▸ Jobs
**A)** List the usernames of everyone who posted in the Cummins diesels thread.
**B)** Reproduce everything in the Cummins diesels thread from "I pulled out" down to "off the ground.".

# Cummins diesels



## TEX (Nov 24, 2003)

lets see them or hear some stories......


----------



## OneBadDodge06 (Sep 22, 2004)

Lets see...

I pulled out a 3 foot concrete pillar that was 12 feet in the ground with my Cummins....bent the hell out of the receiver but its my dad's so I don't are

Pulled a grand am out of a ravine off the side of a road in 2 wheel drive, didn't even have to touch the accelerator.....in first gear. Women drivers ya know........

Had a pretty good size load I was pulling and got beside a Ferd powerjoke pulling an aluminum stock trailer......smoked him going up a hill.

Trying to get the three point arms to slide out of the sleeve on my tractor.....hooked it up with a log chain and yanked on it.....got it to move a good foot.....that is with the tractor in gear turned off....the front end was also going 6 inches off the ground.

I'm sure there's stories out there to top mine.....can't wait to read em.......pics are always nice too


----------



## db27 (May 25, 2006)

*cummins*

.Bought a 96 cummins 4 years ago all worn out with 200k miles and even that was a good dependable truck, traded it at 250k for my 06 and it is even better in most ways. Better steering,tranny,no vacum central axle disconect for 4x4,quieter cab,no water leaks,better brakes,but lots of plastic like all new ones have in interior and a few grease fittings as a bonus all for under 40000 $ what a country


----------



## AESC (Nov 30, 2007)

I just sold my 04 quad HO cummins 305/555 auto 4x4 with 33 inch tires, custom exhaust. cold air intake, edge with attitude. same as a friend of mine and his pulled almost 700tq at the rear wheels.
when i was selling the truck and the guy was test driving it. (his current truck was a power stroke) i put the setting on stock. and he loved the power. i told him to just wait. we set the power to drive (3) and gave it some gas and you could really tell the extra power. he said holly S#$% that is fast. and then i hit Extreme (5) and he said i am now a cummins guy. and he bought it that same day. He passed me the other day and waved and shot smoke all over me as my chevy454 could not keep up. damn.

I never took it to the track but i could keep up with my bros 04 mustang gt. i never passed him. he has some toys of his own but i would always catch up around 45-55 and be neck and neck untill the speed got 100+ as my tires and myself did not want to get much faster. I backed down. but my brother was shocked at what this heavy truck could do. i know i could easly take a stock mustang gt auto. and maybe a stick. my bros was a stick

smoked(both in speed and smoke) a eclipse one day some young punk was reving his engine so i smoked him bad. as soon as the lilght turned green he spun his tires got a one car lead and i changed my power setting from drive to extreme(5) and i blew him away when i hit 45mph with tons of smoke shooting out the side right into this car..dont leave your windows down next to a diesel is his lesson for the day.

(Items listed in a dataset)
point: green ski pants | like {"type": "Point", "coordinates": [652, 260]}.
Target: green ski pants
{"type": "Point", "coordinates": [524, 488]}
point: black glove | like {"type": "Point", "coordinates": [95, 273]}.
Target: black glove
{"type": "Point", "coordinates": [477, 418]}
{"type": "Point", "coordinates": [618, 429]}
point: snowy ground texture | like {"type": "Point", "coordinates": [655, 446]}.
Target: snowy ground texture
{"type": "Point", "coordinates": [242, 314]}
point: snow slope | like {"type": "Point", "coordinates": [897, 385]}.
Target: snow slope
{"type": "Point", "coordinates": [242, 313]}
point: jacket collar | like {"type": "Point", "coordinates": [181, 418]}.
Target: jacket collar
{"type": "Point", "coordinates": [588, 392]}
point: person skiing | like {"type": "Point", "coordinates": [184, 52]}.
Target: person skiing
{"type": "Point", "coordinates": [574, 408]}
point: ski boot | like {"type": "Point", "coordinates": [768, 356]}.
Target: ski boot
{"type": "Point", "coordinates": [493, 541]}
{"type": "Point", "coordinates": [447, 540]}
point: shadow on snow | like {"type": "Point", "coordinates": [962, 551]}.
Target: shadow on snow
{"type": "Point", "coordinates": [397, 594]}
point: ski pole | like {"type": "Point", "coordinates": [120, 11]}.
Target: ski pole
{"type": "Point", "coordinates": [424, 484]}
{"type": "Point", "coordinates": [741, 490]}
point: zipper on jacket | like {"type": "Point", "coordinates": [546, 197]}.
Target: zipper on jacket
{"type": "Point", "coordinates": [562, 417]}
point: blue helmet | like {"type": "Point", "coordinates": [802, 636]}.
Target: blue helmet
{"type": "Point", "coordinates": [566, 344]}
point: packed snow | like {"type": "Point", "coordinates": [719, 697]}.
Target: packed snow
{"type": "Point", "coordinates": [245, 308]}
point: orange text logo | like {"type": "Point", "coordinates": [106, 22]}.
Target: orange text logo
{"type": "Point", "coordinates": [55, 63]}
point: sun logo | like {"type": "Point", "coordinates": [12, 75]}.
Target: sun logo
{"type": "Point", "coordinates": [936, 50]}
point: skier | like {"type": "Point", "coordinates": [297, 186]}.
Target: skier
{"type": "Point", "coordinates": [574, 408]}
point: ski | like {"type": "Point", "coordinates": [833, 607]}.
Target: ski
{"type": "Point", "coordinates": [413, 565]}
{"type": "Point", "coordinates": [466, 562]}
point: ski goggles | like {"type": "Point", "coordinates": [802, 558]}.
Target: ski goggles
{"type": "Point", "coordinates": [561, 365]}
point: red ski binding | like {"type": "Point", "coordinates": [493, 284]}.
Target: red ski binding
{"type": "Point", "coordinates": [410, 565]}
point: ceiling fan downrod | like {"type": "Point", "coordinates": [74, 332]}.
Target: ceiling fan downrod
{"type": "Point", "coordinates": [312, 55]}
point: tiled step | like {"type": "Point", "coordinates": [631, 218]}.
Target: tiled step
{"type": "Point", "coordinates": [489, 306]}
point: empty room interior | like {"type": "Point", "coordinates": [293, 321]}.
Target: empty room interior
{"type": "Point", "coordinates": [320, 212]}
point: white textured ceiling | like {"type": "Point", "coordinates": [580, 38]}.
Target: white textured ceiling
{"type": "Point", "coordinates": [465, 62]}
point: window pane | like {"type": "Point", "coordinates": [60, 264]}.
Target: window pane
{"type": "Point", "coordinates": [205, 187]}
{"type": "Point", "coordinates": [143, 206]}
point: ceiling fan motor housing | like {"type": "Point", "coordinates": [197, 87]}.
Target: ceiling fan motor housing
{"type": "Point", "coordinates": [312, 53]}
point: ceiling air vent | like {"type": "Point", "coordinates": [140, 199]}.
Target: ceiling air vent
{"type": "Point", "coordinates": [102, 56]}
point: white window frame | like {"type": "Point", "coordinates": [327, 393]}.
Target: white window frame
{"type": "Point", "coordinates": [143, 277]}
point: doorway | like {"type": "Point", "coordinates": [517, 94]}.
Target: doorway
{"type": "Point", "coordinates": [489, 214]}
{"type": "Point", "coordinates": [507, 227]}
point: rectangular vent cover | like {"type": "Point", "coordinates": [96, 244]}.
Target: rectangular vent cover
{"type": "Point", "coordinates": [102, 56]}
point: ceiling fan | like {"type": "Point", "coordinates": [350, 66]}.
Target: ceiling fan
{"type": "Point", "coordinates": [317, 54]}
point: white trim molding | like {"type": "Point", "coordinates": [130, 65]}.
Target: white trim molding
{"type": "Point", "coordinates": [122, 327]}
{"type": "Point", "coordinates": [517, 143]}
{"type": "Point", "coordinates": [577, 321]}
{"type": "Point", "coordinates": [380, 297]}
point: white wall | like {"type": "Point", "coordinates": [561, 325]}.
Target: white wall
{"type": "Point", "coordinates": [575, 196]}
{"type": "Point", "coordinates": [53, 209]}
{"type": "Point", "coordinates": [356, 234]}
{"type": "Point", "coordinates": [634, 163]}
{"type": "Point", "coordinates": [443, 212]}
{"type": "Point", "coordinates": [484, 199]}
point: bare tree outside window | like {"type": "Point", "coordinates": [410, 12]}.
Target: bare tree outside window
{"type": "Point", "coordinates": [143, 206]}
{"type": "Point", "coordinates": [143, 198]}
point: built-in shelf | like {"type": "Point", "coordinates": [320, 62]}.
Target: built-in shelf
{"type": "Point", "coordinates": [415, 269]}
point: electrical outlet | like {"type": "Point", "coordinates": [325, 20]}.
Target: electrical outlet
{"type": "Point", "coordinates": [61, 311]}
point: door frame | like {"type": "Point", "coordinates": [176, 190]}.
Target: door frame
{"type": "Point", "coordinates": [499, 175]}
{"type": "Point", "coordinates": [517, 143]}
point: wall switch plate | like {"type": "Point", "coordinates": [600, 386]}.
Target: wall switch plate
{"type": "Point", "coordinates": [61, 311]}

▸ Expected responses
**A)** TEX, OneBadDodge06, db27, AESC

**B)**
I pulled out a 3 foot concrete pillar that was 12 feet in the ground with my Cummins....bent the hell out of the receiver but its my dad's so I don't are

Pulled a grand am out of a ravine off the side of a road in 2 wheel drive, didn't even have to touch the accelerator.....in first gear. Women drivers ya know........

Had a pretty good size load I was pulling and got beside a Ferd powerjoke pulling an aluminum stock trailer......smoked him going up a hill.

Trying to get the three point arms to slide out of the sleeve on my tractor.....hooked it up with a log chain and yanked on it.....got it to move a good foot.....that is with the tractor in gear turned off....the front end was also going 6 inches off the ground.